PROMPT:
Duplicate the lines of the material below, starting at the line that contains "tree foliage, pick" and ending after the line that contains "x=247 y=165".

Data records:
>> Start
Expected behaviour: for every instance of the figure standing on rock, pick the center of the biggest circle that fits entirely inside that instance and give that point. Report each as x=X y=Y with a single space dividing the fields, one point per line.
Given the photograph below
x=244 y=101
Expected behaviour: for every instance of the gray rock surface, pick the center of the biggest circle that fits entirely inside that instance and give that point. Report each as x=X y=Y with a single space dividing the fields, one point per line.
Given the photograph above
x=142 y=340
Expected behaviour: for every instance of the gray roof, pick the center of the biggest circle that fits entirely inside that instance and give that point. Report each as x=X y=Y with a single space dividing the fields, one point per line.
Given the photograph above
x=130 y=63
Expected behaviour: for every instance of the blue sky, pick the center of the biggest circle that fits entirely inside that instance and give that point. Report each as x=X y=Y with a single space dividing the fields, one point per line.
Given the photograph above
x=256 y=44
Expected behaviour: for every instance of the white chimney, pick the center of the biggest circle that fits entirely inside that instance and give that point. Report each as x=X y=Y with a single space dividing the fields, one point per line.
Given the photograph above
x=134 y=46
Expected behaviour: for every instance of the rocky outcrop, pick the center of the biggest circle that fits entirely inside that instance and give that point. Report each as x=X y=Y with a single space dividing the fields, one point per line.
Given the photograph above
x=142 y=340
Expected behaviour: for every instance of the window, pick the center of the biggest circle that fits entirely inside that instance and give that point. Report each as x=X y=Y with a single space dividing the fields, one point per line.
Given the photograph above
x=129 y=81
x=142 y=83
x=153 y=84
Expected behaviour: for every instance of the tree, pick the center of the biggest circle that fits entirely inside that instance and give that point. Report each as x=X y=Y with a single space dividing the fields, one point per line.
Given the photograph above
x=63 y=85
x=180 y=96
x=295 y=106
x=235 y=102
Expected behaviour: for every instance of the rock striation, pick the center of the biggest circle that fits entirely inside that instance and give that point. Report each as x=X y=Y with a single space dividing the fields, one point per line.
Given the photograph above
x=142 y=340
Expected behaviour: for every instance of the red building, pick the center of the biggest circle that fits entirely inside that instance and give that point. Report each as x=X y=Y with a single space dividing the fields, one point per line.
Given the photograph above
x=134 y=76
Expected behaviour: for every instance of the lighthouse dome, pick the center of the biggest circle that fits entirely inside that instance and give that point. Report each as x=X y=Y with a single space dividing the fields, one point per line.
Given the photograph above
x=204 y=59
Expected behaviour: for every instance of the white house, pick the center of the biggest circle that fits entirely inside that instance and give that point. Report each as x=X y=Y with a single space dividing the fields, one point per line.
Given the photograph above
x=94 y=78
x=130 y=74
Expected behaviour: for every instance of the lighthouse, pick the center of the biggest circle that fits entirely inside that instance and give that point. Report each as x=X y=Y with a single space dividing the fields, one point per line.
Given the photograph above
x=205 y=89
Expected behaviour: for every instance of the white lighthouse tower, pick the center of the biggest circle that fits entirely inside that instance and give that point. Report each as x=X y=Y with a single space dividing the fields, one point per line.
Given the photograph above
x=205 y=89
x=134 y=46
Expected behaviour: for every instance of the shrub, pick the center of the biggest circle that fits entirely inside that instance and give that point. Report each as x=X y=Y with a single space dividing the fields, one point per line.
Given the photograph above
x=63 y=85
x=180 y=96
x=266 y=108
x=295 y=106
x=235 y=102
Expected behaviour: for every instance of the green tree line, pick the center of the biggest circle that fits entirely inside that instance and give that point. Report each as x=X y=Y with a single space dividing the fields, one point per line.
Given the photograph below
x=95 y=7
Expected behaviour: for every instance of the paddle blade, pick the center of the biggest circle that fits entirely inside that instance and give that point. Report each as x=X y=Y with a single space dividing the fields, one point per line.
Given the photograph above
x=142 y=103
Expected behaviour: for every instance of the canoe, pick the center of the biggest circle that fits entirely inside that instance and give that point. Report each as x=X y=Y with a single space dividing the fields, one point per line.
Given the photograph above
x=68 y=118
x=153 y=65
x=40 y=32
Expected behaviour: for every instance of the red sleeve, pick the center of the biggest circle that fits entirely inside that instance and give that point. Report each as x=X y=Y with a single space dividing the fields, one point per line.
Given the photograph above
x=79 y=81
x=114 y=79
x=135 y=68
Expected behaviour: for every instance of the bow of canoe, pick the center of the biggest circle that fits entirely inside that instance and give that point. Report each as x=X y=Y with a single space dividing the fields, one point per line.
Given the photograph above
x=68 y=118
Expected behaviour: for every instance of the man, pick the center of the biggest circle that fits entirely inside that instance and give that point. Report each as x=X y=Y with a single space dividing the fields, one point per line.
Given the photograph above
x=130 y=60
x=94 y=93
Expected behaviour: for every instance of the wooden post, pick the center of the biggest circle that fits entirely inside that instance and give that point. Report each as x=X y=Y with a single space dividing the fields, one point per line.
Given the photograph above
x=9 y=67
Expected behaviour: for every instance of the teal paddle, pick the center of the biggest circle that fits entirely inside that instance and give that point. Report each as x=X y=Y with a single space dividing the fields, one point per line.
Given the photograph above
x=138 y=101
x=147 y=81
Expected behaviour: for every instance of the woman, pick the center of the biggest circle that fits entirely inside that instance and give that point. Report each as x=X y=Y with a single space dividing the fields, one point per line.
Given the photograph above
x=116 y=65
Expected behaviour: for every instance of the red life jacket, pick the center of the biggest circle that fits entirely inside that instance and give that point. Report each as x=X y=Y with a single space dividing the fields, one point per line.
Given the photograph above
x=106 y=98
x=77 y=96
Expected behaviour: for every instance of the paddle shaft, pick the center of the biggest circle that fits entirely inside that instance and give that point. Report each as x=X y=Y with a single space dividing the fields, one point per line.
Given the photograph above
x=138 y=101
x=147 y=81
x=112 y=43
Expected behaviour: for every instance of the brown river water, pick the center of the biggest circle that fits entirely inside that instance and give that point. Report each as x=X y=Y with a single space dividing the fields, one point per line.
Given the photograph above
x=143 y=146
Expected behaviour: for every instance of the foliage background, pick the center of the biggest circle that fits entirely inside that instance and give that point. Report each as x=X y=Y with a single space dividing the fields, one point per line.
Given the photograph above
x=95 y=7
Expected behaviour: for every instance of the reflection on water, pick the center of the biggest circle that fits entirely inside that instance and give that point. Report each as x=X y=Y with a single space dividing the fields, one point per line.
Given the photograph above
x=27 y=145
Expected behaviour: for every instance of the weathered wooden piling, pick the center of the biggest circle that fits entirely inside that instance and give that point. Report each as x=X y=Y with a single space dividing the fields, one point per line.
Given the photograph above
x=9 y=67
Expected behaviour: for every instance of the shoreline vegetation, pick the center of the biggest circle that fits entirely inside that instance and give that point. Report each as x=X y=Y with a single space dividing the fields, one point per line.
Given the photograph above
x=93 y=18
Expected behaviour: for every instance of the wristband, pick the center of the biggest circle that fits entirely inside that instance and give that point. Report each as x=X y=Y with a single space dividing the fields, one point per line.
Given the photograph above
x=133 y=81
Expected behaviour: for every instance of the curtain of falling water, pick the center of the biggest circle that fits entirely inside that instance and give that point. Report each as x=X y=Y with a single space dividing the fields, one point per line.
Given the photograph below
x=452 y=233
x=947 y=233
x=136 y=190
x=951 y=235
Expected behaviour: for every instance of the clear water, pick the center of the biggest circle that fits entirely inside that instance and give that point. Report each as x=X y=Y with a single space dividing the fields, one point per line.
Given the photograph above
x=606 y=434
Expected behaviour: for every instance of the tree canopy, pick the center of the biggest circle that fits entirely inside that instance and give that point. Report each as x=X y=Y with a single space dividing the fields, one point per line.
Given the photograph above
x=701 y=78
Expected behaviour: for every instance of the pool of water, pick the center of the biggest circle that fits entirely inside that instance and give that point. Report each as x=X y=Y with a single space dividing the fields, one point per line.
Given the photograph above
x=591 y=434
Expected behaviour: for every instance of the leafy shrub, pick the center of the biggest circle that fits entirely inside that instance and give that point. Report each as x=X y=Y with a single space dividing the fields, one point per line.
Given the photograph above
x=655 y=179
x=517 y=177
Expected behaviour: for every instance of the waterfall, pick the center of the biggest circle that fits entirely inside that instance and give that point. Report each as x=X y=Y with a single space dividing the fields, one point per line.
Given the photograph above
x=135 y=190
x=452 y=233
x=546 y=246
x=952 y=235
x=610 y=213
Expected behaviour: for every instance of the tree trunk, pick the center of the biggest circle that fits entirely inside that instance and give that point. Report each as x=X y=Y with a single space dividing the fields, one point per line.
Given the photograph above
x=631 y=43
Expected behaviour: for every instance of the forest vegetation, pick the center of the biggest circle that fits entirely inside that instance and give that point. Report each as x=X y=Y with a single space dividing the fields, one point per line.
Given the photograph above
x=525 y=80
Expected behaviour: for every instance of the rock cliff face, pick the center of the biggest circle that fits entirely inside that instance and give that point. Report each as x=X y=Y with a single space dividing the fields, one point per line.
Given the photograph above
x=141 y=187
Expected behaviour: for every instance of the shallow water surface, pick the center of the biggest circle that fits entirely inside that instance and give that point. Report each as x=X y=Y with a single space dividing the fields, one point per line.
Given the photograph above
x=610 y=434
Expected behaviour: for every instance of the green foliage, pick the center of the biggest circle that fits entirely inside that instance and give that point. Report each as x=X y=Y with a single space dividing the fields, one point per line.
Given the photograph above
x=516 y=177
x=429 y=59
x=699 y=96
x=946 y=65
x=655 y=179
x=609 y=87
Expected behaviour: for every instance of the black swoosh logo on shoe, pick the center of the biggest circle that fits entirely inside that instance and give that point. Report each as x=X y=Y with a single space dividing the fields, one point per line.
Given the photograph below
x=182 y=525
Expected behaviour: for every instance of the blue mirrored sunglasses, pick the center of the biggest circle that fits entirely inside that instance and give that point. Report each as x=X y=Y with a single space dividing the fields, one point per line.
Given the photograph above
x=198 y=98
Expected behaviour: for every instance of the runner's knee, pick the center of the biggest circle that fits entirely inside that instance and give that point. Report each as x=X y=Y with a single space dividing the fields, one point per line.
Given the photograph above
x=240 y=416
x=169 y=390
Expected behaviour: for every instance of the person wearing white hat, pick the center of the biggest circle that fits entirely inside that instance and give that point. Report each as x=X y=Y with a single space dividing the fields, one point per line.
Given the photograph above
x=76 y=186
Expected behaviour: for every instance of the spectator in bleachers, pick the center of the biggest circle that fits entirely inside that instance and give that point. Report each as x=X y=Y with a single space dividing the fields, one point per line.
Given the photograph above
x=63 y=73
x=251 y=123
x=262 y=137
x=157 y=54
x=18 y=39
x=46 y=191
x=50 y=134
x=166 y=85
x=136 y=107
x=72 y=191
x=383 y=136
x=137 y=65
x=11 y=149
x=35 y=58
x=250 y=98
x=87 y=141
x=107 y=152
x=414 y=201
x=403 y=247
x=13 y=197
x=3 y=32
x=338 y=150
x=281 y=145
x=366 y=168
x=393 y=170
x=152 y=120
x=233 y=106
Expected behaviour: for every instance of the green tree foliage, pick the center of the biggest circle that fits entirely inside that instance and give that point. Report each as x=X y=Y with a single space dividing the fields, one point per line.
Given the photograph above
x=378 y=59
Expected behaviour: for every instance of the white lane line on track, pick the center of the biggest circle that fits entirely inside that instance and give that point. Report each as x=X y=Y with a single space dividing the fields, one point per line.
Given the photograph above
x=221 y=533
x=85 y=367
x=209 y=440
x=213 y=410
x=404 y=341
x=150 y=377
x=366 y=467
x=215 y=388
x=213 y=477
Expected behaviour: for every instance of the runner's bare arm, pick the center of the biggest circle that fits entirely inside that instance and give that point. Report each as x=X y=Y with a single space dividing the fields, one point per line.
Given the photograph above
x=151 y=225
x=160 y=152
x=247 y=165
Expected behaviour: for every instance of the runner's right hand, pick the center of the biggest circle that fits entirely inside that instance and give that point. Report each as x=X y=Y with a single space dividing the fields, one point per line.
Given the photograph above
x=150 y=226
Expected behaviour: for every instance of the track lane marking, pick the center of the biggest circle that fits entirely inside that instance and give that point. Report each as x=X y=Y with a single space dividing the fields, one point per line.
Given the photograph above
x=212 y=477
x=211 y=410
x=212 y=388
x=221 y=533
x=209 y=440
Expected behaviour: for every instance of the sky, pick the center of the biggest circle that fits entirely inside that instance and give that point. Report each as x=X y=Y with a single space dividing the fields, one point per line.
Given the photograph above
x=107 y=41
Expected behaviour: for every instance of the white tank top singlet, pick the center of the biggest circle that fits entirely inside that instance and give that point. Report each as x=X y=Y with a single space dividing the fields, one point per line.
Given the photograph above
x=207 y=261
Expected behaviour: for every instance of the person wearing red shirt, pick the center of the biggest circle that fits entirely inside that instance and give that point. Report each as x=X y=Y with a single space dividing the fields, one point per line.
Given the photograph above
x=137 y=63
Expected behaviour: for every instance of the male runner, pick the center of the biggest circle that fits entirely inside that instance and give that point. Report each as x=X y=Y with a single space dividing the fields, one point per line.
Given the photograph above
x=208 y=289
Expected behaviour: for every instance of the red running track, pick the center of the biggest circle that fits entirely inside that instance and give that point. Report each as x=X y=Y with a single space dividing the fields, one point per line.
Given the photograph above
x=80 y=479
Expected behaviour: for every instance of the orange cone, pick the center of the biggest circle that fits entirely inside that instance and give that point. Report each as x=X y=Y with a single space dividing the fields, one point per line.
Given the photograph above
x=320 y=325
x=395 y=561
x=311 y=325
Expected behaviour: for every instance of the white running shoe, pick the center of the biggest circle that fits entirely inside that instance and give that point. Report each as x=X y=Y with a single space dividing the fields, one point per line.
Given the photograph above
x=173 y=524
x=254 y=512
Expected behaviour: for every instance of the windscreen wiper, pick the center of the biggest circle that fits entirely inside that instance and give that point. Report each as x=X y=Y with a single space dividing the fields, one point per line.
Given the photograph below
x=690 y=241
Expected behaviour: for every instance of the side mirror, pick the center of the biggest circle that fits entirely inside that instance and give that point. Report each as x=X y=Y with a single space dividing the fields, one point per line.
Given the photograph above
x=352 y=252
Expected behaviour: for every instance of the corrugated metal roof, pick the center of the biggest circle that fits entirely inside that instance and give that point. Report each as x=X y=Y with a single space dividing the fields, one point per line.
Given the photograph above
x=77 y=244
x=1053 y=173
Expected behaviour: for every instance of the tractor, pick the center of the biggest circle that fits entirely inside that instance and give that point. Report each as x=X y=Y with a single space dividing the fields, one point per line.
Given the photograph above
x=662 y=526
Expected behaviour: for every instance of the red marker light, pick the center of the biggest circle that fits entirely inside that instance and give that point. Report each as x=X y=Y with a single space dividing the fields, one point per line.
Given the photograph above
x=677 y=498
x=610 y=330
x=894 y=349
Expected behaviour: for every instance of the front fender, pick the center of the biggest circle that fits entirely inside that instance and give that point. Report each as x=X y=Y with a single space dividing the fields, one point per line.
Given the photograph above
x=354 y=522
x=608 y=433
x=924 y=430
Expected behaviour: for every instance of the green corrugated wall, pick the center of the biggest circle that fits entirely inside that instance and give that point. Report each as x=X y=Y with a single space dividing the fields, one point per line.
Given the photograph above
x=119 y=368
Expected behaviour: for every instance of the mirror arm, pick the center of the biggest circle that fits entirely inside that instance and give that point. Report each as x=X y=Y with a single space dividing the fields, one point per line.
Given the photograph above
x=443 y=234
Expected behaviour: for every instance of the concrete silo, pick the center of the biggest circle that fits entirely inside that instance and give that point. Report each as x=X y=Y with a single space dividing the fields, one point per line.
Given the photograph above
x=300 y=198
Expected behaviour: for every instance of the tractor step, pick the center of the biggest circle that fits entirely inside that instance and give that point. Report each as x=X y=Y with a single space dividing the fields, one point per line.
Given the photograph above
>> End
THE RESULT:
Expected behaviour: for every instance of the green tree foliage, pick the center of the biggest circle that fits entirely inside that instance and give that point. Report each as x=X y=Y with a single space dividing the fields, one point per line.
Given the photograph above
x=378 y=59
Expected behaviour: for every instance of the white lane line on track, pick the center of the biggest circle that fits entirely inside that instance and give that point. Report each as x=X y=Y with a single space dividing the fields, one point per line.
Given the photograph above
x=221 y=533
x=85 y=367
x=209 y=440
x=213 y=410
x=404 y=341
x=150 y=377
x=366 y=467
x=215 y=388
x=213 y=477
Expected behaviour: for every instance of the runner's bare arm, pick the center of the biggest circle that fits entirely inside that instance and give that point. Report each as x=X y=Y with a single space dividing the fields, one point per line.
Given the photograph above
x=151 y=225
x=160 y=152
x=247 y=165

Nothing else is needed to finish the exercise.